• _TEXT SHOWN_
From Augusta to Arbroath.

Ewen Murray had a plan in mind.

First up the Masters. A glorious start to the sporting year for millions and a working week like no other for him. Vivid, manicured splendour from Magnolia Lane to Amen Corner and every millimetre between. Perhaps adding his voice to a golf story for the ages.

Then for a pilgrimage of a very different kind. Sport in the raw at Gayfield. Half-an-eye on a bunneted manager bobbing in and out of his dug-out with the nervous energy of a teenager. Reminiscing on childhood memories coming back on the near inevitable gale that would be blowing in from the North Sea.

If Murray had closed his eyes and imagined a perfect scenario for both, it could have been falling silent as Rory McIlroy rolled in a 20-footer on the 72nd hole to expand the exclusive career grand slam club from five to six, and jumping out of his seat to acclaim a Bobby Linn free-kick into the top corner which secured an injury-time victory for Dick Campbell’s team and kept them in the hunt for the promotion play-offs.

The Sky Sports commentator’s love of Arbroath Football Club goes as far back as his love of golf. One would become a career and the other a long-distance relationship but in a run of late 1960s summers there was plenty of room for both.

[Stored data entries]

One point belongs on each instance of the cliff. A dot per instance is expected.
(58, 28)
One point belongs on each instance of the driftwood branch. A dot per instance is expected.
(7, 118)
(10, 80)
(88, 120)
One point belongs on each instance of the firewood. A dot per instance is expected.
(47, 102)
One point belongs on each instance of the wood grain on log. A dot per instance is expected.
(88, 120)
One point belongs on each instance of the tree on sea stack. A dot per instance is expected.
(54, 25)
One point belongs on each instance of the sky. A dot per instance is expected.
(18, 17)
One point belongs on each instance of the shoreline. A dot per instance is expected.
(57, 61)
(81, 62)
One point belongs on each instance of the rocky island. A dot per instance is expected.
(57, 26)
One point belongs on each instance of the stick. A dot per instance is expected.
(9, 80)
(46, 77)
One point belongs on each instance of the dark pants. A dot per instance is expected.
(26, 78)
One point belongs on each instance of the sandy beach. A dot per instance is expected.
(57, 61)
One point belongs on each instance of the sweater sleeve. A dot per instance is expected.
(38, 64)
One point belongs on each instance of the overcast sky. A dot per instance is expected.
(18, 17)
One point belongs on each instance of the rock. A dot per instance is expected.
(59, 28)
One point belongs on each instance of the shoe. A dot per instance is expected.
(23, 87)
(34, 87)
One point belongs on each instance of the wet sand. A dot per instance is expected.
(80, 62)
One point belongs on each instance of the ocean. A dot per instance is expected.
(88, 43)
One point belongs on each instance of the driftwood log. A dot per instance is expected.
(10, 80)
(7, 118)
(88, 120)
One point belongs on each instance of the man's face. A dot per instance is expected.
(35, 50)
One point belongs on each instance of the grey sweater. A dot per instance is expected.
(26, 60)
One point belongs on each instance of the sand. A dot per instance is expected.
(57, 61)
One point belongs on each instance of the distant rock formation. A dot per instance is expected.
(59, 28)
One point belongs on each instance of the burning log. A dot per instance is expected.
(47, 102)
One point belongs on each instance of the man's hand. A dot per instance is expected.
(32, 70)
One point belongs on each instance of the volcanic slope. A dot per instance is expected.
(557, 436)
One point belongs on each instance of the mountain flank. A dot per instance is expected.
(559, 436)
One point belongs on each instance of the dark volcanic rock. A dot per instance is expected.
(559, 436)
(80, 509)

• _BRIEF 1_
Reproduce word for word the part of the Ewen Murray piece running from "First up the" up to and including "for the ages.".
• _BRIEF 2_
Carry the piece on Ewen Murray's journey from Augusta to Arbroath further, starting after its last sentence.

• _TASK RESULT 1_
First up the Masters. A glorious start to the sporting year for millions and a working week like no other for him. Vivid, manicured splendour from Magnolia Lane to Amen Corner and every millimetre between. Perhaps adding his voice to a golf story for the ages.

• _TASK RESULT 2_
“My father (Jimmy) and uncle were born and brought up in a wee house past the golf club,” he said. “My connection with Arbroath dates back to then.

“Frank, my uncle, was on the board of Arbroath Football Club. He was a very popular man in the town. They built a bridge on the fourth hole at Elliot Links. His son built it. There’s a plaque with his name on the bridge.

“We would go up there as a family twice a year. My sister, Sandra, was Miss Arbroath 1969! I’ve still got the picture. That was when they had the open air pool by the Seaforth Hotel.

“We stayed at a place called the Monkbarns Hotel. It was above the Red Lion caravan site before you got to the infirmary. I think it’s an old folks’ home now. All my relatives on my father’s side lived in Arbroath. My cousin was a comedian there, of all things. He did a lot around the area.

“For us in those holidays, it was a case of my father and I playing golf and my mother and sister doing whatever they did. We all loved going up there.

“It would have been between 1963 and 1969 that we would regularly go up, and after that golf took over for me.

“I had my first actual golf lesson from the pro at Elliot. His name was Jack Stewart. Jack lived 100 yards from where my father was brought up, on the same road, on the same side.

“My father was good pals with him. He got offered the job at some point but my mother wouldn’t go. She thought it was too cold!”

Ewen Murray in action in 1971.

That golf would take a grip of a sports-minded son of an assistant professional at Gleneagles, who would then become the head pro at Baberton in Edinburgh for more than three decades, was almost a gimme. It was in the Murray blood.

Choosing a football team for life is a far more unpredictable business, though. Impressionable children need idols to fix their wide-eyed glare upon and for their allegiance to be locked-in. The Arbroath team of the 60s certainly didn’t lack players who could be put on a pedestal.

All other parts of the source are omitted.